WHAT THE TASK ASKS: Restate the listing that follows word for word, without its pictures.

Collected data
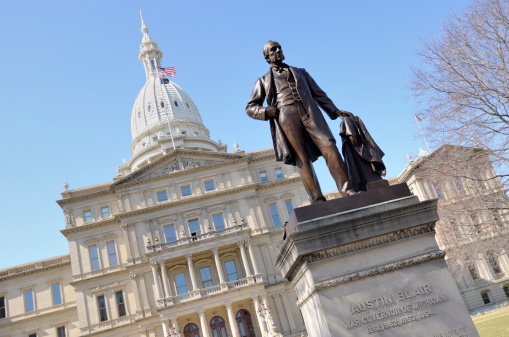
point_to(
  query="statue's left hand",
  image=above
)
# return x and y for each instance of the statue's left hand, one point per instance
(344, 113)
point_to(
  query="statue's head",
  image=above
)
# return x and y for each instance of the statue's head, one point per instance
(273, 53)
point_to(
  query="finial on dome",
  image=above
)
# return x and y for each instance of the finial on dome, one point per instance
(144, 28)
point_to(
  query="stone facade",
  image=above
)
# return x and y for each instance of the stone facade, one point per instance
(485, 284)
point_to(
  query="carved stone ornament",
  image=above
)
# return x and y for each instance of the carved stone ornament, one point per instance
(69, 221)
(176, 165)
(382, 269)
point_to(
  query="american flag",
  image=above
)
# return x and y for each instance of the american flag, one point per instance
(167, 71)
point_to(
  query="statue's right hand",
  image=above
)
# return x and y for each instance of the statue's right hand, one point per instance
(271, 111)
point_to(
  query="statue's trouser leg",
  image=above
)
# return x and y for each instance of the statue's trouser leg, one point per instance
(330, 153)
(290, 122)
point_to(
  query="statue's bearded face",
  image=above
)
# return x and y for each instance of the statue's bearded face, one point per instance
(274, 53)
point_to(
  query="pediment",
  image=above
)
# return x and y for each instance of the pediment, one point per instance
(181, 162)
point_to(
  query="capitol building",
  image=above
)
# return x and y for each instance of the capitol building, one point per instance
(181, 243)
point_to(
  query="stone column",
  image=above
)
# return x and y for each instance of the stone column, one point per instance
(288, 311)
(232, 320)
(218, 265)
(244, 258)
(157, 283)
(251, 255)
(165, 327)
(134, 284)
(191, 271)
(203, 324)
(260, 318)
(166, 281)
(125, 235)
(173, 324)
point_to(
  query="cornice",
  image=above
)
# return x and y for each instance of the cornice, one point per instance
(182, 172)
(92, 195)
(72, 230)
(279, 182)
(187, 200)
(370, 272)
(170, 156)
(35, 267)
(361, 245)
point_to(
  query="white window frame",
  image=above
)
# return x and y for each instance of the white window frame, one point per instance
(181, 187)
(102, 213)
(209, 181)
(52, 294)
(98, 257)
(34, 304)
(165, 193)
(91, 215)
(116, 253)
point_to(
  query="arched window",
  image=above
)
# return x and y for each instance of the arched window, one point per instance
(191, 330)
(245, 323)
(218, 327)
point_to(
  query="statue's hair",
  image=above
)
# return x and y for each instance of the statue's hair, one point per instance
(266, 49)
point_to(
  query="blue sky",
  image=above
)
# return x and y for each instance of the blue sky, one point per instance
(69, 75)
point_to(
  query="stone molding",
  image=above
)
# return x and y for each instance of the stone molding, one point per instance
(361, 245)
(370, 272)
(106, 287)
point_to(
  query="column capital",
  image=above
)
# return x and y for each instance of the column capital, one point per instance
(133, 276)
(125, 226)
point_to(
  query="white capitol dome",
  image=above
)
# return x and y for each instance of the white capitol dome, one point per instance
(163, 117)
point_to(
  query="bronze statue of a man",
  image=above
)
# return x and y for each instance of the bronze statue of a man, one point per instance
(299, 131)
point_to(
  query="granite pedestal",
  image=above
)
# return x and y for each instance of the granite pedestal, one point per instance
(369, 265)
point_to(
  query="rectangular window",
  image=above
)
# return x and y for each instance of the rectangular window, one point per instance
(275, 214)
(28, 297)
(194, 227)
(105, 212)
(162, 196)
(231, 270)
(2, 307)
(94, 257)
(209, 185)
(218, 221)
(112, 253)
(185, 190)
(61, 331)
(169, 232)
(101, 304)
(438, 190)
(206, 277)
(87, 215)
(486, 298)
(279, 173)
(180, 282)
(119, 295)
(56, 294)
(289, 206)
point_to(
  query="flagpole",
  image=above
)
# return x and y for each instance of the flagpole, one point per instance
(422, 134)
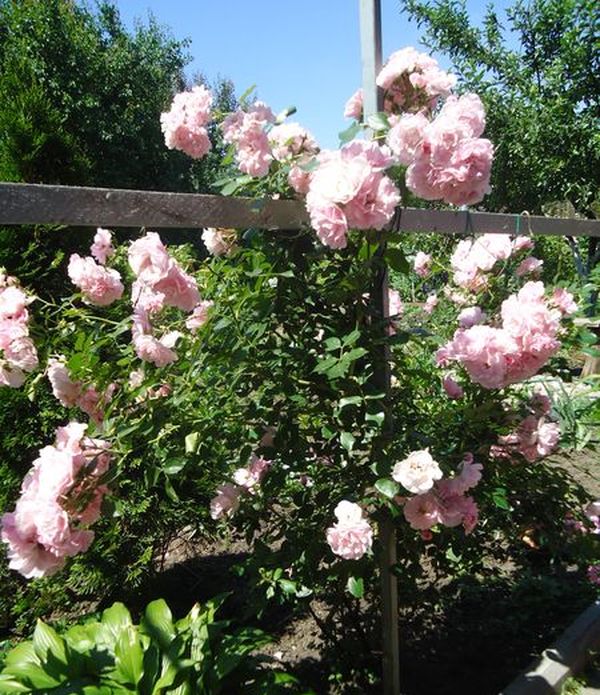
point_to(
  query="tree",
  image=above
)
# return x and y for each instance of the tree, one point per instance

EXERCISE SOLUTION:
point_to(
  query="statue's left hand",
  image=above
)
# return x and y for each instance of the statue's left hand, one point per instance
(344, 113)
point_to(
  query="statue's head",
  image=above
)
# return x and y for each instance of the statue's head, one point per instance
(273, 53)
point_to(
  query="finial on dome",
  image=above
)
# return x and y for each instance of the finial on dome, one point per instance
(144, 28)
point_to(
  query="stone facade",
  image=above
)
# return x and y for each instance of the stone facade, one point per instance
(485, 284)
point_to(
  query="carved stone ornament",
  image=above
)
# return x and y for each instance of the carved stone ornament, one point per instance
(69, 221)
(176, 165)
(382, 269)
point_to(
  query="american flag",
  image=above
)
# return x and y for each instance of the american flag, one point per instance
(167, 71)
point_to(
  query="statue's right hand",
  image=above
)
# return x and y for each instance of the statue's right hand, one point per instance
(271, 111)
point_to(
  query="statue's trouser leg",
  image=above
)
# return x and y for each instance of the statue's trouser leg, one point per instance
(330, 153)
(290, 122)
point_to(
  query="statue's bearded face",
  image=above
)
# return x and y for each instance of the statue's bearded face, one point per instance
(274, 53)
point_to(
  query="pediment",
  image=above
)
# return x and y for each instance of the pediment, one point per instance
(181, 162)
point_to(
  query="capitol building",
  image=above
)
# return x and y for each instance of the capitol building, one point per instance
(181, 243)
point_to(
  query="stone column",
  image=above
)
# return x and y for each instance of the stone column, one point per instance
(288, 311)
(232, 320)
(218, 265)
(244, 258)
(157, 283)
(251, 255)
(165, 327)
(134, 284)
(191, 271)
(203, 324)
(260, 318)
(166, 281)
(125, 235)
(173, 324)
point_to(
  query="cornice",
  image=above
)
# return x and y for each instance of the cornice, one point per instance
(182, 172)
(92, 195)
(72, 230)
(279, 182)
(187, 200)
(370, 272)
(170, 156)
(35, 267)
(361, 245)
point_to(
  query="white window frame",
  image=above
)
# return x and y for each instance of the white window frame, one point per instance
(181, 187)
(102, 213)
(209, 181)
(52, 294)
(98, 257)
(34, 304)
(165, 193)
(91, 215)
(116, 253)
point_to(
  query="arched window",
  image=above
)
# return x and y for each instance of the arched window, one point per instance
(191, 330)
(245, 323)
(218, 327)
point_to(
  query="statue's hair",
  image=above
)
# return x and y for each instance of the statue's hair, one point per instance
(266, 49)
point_to(
  query="blue sky",
  image=above
)
# return x and y for each instance of the blue sky, one point per instance
(69, 75)
point_to(
  query="stone molding",
  image=above
)
# return x and y for each instance of the stone molding, one point per instance
(361, 245)
(370, 272)
(106, 287)
point_to(
  query="column capital",
  image=above
)
# return x and y for each instance of the column capital, one point per instance
(133, 276)
(125, 226)
point_to(
  query="white capitol dome",
  image=above
)
# return x and y for each instance of the white capitol dome, one point per instance
(163, 117)
point_to(
  query="bronze statue of a man",
  image=above
)
# return x and y for each instance of the bronze statue of a man, one point per instance
(299, 131)
point_to(
  query="granite pedestal",
  image=above
)
# return x and y for each instance of the granite pedestal, one point per instance
(369, 265)
point_to(
  query="rectangular window",
  image=above
)
# return x and y for each instance of the rectangular window, one point per instance
(275, 214)
(28, 297)
(194, 227)
(105, 212)
(162, 196)
(231, 270)
(2, 307)
(94, 257)
(209, 185)
(218, 221)
(112, 253)
(185, 190)
(61, 331)
(169, 232)
(101, 304)
(438, 190)
(206, 277)
(87, 215)
(486, 298)
(279, 173)
(180, 282)
(119, 295)
(56, 294)
(289, 206)
point_to(
  query="flagpole",
  image=above
)
# return x and y for each instance of the flagpole, one point per instance
(422, 134)
point_to(
  query="tree",
  image=above
)
# return x and y for each instance of the tree, one point per instance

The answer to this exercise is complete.